• Goals:
1. In the top bar hive thread, shorten the paragraph that begins "I do know though" to one sentence that keeps its main facts.
2. Extend the top bar hive thread from where it stops.

• Extracted text:
# Can anyone tell me about top bar hives?



## Bebop (Feb 28, 2010)

I don't know why, but I'm having problem with finding info and plans. All I know is that they're perfect for those with limited resources, which is my case.
Please let me know if you have one, pros and cons, or can point me in the direction of a website.

I do know though that I won't get at much honey or wax from these hives, but I am okay with that if they're definitely cheaper than starting with regular hives.


----------



## rwur961615 (May 24, 2008)

Youtube has many videos on how to build one I just finished making a hive very cheaply after watching the videos.
Rick


----------



## indypartridge (Oct 26, 2004)

Here's a couple of good links:
http://www.bushfarms.com/beestopbarhives.htm

http://beenatural.wordpress.com/top-bar-hives/

Also, if you do search on this forum for "top bar" there are quite a few previous threads that may be of interest.


----------



## jacqueg (Feb 21, 2010)

Another link -

http://www.backyardhive.com


----------



## lunagardens (Jul 17, 2005)

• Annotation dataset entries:
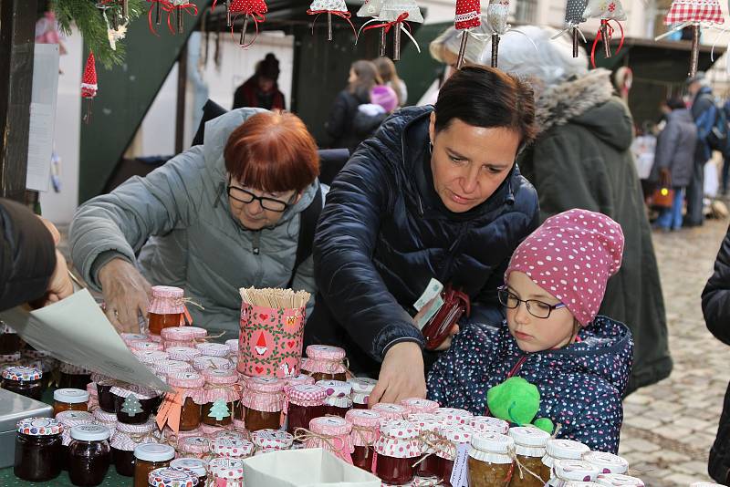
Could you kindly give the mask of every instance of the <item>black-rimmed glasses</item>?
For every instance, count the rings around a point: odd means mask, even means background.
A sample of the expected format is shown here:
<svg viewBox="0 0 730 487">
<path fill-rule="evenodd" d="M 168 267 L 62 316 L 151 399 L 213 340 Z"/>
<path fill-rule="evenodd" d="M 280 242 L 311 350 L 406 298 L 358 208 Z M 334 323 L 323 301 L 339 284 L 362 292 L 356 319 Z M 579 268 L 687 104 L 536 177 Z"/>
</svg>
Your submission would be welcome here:
<svg viewBox="0 0 730 487">
<path fill-rule="evenodd" d="M 515 295 L 514 293 L 510 292 L 506 286 L 498 288 L 496 291 L 496 295 L 499 298 L 499 302 L 502 303 L 502 306 L 508 309 L 515 309 L 519 306 L 520 303 L 525 303 L 525 306 L 527 308 L 527 313 L 536 318 L 548 318 L 550 317 L 550 313 L 552 313 L 553 309 L 560 309 L 565 307 L 563 303 L 548 305 L 548 303 L 544 303 L 537 299 L 520 299 Z"/>
<path fill-rule="evenodd" d="M 256 196 L 248 190 L 245 190 L 243 188 L 239 188 L 238 186 L 234 186 L 233 184 L 231 184 L 231 178 L 228 178 L 228 196 L 235 200 L 236 202 L 246 204 L 253 202 L 255 200 L 257 200 L 258 202 L 261 203 L 261 207 L 263 209 L 268 210 L 270 212 L 276 212 L 278 213 L 286 212 L 287 208 L 291 206 L 291 201 L 294 198 L 294 196 L 292 196 L 292 198 L 290 198 L 288 202 L 282 202 L 281 200 L 276 200 L 276 198 Z"/>
</svg>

• Results:
1. The poster accepts getting less honey and wax from top bar hives, provided they are definitely cheaper than starting with regular hives.

2.
This is a bit late but I have not visited in a while. I am begining my top bar beehive construction this weekend using the free plans provided by the Barefoot beekeeper. (total for all supplies needed to make the top bar beehive? Under $35!!! and simple higher level beginner methods/tools. Just basic and easy!)
Making one for myself & 1 for a most generous and kindered soul Landlord of ours as a surprise holiday gift along with the book BFBK sells on the site: http://www.biobees.com/
He has free top bar hive plans downloadable on his right top side bar-click for the free plans/newsletter page & u will see it.
I did find the plans a bit hard to follow but luckily it comes with full color pictures. Being my first time with my very own beehive, the names for certain parts are what confused me. Just write down & graph the pictures/sizes for reference in the woodshop while building. Otherwise, it is amazing how easy it is compared to reg. box hives and WAY less cost involved unless your using cedar. I will use cedar in any following ones I build but the first I am using just plain ol' pine. Would hate to make any mistakes after investing in cedar for something I have never built.
Anyway, I HIGHLY advise the above site. I find it to be very helpful. They have a forum for helping with the top bar hive, plus the book is under $13 & with the free plans you cant go wrong.
I hope this helps. Being it is still early before the bee buying season, you have plenty of time to check it out and build a few.
Best of luck to you!


----------



## Handyman (Sep 11, 2009)

Thanks everyone who replied. I too have plans of building a couple tbhs this winter.


----------



## Kmac15 (May 19, 2007)

DH build one last winter and put a box of bees in this past spring. They did great. One problem was that he decided to make it a bit longer....DON'T do this. It is a monster at 4 feet and hard to move around.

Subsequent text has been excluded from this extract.